---- INPUT

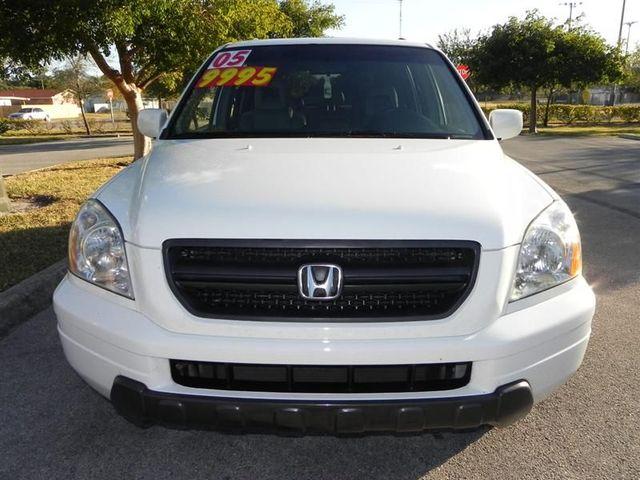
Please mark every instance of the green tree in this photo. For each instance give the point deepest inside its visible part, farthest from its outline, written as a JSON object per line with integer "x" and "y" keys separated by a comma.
{"x": 152, "y": 38}
{"x": 310, "y": 19}
{"x": 517, "y": 54}
{"x": 632, "y": 70}
{"x": 533, "y": 53}
{"x": 74, "y": 76}
{"x": 458, "y": 45}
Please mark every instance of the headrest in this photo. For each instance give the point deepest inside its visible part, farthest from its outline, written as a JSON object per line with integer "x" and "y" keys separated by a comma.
{"x": 269, "y": 98}
{"x": 382, "y": 99}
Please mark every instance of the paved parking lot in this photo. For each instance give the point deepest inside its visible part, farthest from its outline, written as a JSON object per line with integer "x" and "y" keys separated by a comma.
{"x": 54, "y": 426}
{"x": 21, "y": 158}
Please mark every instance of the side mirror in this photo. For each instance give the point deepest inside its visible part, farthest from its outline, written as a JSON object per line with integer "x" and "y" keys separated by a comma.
{"x": 151, "y": 121}
{"x": 506, "y": 123}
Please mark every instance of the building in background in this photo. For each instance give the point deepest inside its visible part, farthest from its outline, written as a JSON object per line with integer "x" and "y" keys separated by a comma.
{"x": 57, "y": 103}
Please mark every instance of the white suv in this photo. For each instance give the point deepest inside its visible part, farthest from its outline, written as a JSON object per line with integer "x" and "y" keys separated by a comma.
{"x": 326, "y": 237}
{"x": 30, "y": 113}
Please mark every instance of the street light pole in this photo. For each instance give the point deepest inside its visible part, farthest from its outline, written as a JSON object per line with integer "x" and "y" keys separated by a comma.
{"x": 629, "y": 25}
{"x": 571, "y": 6}
{"x": 400, "y": 26}
{"x": 624, "y": 5}
{"x": 612, "y": 99}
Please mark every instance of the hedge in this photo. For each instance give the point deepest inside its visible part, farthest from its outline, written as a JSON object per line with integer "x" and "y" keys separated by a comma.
{"x": 570, "y": 114}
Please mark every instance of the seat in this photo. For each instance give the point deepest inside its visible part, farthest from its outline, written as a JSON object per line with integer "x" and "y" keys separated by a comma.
{"x": 270, "y": 113}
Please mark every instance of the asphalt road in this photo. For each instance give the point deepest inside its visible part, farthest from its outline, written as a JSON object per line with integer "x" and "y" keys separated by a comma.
{"x": 52, "y": 425}
{"x": 21, "y": 158}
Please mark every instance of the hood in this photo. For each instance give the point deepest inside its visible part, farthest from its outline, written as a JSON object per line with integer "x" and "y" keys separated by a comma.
{"x": 326, "y": 189}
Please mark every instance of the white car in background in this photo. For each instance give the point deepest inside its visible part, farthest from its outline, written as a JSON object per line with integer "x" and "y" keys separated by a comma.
{"x": 327, "y": 236}
{"x": 30, "y": 113}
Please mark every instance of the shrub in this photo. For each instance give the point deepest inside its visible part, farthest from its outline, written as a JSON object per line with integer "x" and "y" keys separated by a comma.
{"x": 66, "y": 126}
{"x": 571, "y": 114}
{"x": 629, "y": 113}
{"x": 34, "y": 127}
{"x": 5, "y": 125}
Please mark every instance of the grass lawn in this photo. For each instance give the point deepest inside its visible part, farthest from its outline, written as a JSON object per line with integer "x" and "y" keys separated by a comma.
{"x": 590, "y": 130}
{"x": 35, "y": 238}
{"x": 33, "y": 139}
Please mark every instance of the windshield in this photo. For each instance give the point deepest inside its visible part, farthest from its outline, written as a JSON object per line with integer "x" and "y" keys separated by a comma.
{"x": 326, "y": 90}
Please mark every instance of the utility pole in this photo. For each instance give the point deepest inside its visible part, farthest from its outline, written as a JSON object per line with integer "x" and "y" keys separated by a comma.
{"x": 400, "y": 29}
{"x": 612, "y": 98}
{"x": 4, "y": 198}
{"x": 571, "y": 6}
{"x": 629, "y": 25}
{"x": 624, "y": 5}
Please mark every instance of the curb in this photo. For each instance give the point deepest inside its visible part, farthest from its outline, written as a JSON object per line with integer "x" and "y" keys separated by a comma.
{"x": 630, "y": 136}
{"x": 22, "y": 301}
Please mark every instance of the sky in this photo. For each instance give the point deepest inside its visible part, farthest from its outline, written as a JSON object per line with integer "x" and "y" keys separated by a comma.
{"x": 424, "y": 20}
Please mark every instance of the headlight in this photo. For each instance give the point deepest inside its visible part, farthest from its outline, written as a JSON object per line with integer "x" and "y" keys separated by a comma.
{"x": 550, "y": 253}
{"x": 96, "y": 249}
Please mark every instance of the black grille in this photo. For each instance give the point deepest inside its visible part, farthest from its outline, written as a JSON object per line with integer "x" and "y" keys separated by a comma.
{"x": 383, "y": 280}
{"x": 321, "y": 379}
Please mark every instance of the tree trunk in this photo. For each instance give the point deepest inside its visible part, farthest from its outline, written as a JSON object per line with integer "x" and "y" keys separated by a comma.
{"x": 545, "y": 122}
{"x": 4, "y": 198}
{"x": 125, "y": 82}
{"x": 141, "y": 144}
{"x": 84, "y": 117}
{"x": 533, "y": 113}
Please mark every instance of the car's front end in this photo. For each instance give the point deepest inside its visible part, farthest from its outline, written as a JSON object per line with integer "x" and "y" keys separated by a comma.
{"x": 340, "y": 284}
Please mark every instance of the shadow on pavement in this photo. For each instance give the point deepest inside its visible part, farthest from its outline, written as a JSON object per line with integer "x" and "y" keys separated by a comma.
{"x": 64, "y": 145}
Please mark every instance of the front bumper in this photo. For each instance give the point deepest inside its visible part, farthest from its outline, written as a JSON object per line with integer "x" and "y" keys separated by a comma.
{"x": 144, "y": 407}
{"x": 105, "y": 337}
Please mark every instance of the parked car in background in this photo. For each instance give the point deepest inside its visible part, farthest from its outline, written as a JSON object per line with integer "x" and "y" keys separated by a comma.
{"x": 30, "y": 113}
{"x": 327, "y": 236}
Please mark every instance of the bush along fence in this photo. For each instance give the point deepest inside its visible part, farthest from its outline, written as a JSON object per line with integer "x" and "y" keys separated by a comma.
{"x": 576, "y": 114}
{"x": 69, "y": 126}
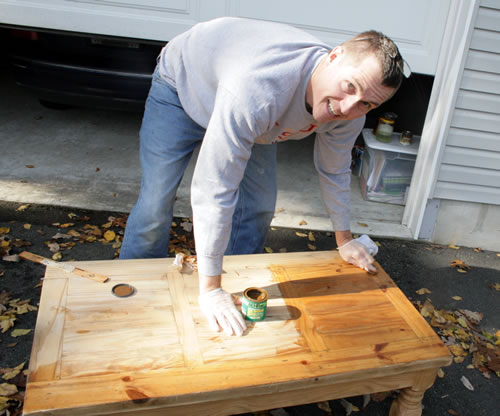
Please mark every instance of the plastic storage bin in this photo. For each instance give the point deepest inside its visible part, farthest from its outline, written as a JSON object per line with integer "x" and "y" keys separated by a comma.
{"x": 387, "y": 168}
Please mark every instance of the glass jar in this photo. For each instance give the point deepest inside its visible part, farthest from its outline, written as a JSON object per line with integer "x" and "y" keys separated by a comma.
{"x": 406, "y": 137}
{"x": 385, "y": 127}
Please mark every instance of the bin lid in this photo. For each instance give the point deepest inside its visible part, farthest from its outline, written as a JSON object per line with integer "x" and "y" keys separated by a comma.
{"x": 393, "y": 146}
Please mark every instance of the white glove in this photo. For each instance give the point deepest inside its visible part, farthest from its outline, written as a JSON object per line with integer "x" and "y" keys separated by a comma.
{"x": 359, "y": 252}
{"x": 219, "y": 309}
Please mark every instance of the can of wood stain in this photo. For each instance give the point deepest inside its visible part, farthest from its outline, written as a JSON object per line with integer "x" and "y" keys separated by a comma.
{"x": 254, "y": 303}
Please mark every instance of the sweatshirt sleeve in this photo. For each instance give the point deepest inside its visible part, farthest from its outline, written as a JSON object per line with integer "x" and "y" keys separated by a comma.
{"x": 223, "y": 157}
{"x": 332, "y": 158}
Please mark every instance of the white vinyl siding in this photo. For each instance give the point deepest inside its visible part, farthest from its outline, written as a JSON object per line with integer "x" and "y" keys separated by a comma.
{"x": 470, "y": 166}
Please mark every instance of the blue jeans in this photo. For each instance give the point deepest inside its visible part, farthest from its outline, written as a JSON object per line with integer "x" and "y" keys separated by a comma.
{"x": 168, "y": 138}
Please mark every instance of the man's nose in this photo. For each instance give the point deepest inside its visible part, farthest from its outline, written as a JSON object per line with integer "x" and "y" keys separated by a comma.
{"x": 349, "y": 104}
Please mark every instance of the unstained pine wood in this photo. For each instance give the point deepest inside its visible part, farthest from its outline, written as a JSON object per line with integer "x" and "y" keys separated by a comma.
{"x": 331, "y": 331}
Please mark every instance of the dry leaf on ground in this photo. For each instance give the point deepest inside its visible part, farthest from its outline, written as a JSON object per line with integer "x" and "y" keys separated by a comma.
{"x": 459, "y": 265}
{"x": 465, "y": 381}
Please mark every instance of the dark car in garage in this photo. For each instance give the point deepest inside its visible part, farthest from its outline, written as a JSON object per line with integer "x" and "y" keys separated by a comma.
{"x": 67, "y": 69}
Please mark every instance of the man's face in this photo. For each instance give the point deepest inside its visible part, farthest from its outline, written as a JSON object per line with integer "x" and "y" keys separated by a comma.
{"x": 343, "y": 89}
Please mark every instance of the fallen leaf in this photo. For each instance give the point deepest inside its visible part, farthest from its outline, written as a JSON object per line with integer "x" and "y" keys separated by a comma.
{"x": 427, "y": 310}
{"x": 12, "y": 258}
{"x": 474, "y": 316}
{"x": 465, "y": 381}
{"x": 57, "y": 256}
{"x": 6, "y": 322}
{"x": 53, "y": 247}
{"x": 19, "y": 332}
{"x": 109, "y": 235}
{"x": 457, "y": 350}
{"x": 366, "y": 400}
{"x": 460, "y": 265}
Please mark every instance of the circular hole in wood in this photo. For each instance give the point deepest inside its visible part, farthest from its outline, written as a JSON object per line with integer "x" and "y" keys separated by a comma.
{"x": 123, "y": 290}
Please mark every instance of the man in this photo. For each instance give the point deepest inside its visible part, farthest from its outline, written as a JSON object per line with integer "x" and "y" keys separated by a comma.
{"x": 238, "y": 87}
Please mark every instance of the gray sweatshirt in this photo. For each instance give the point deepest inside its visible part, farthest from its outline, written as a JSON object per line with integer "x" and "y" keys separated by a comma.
{"x": 245, "y": 82}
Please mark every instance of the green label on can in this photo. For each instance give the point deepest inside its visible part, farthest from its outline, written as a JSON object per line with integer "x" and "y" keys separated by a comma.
{"x": 254, "y": 310}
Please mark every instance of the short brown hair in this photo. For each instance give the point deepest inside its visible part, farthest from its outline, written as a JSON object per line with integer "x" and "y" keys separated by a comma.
{"x": 384, "y": 50}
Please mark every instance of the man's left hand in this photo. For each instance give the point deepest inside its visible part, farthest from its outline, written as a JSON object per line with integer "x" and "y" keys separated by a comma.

--------

* WHAT YOU WILL DO *
From the line holding "Please mark every instance of the green label" to the last line of the records, quote each line exactly and add nothing.

* SOLUTION TO THIS PROBLEM *
Please mark every instance of the green label on can in this photo. For each instance give the point deepest inside its visible part, farthest from its outline, written as a JSON object per line with integer "x" and "y" keys separated by a comma.
{"x": 254, "y": 310}
Please mark every instance of the short brown hair in this photo. For each instance give the point deepest inside its visible part, farthest from its outline, written as a JSON object per line with integer "x" and "y" keys separated by a comma.
{"x": 384, "y": 50}
Please mark every instance of the man's left hand in this photo. For each instance give the point deepest inside its visible part, farthest from its outline, written as a JSON object per line with integer "x" and "y" keys separated by a comma.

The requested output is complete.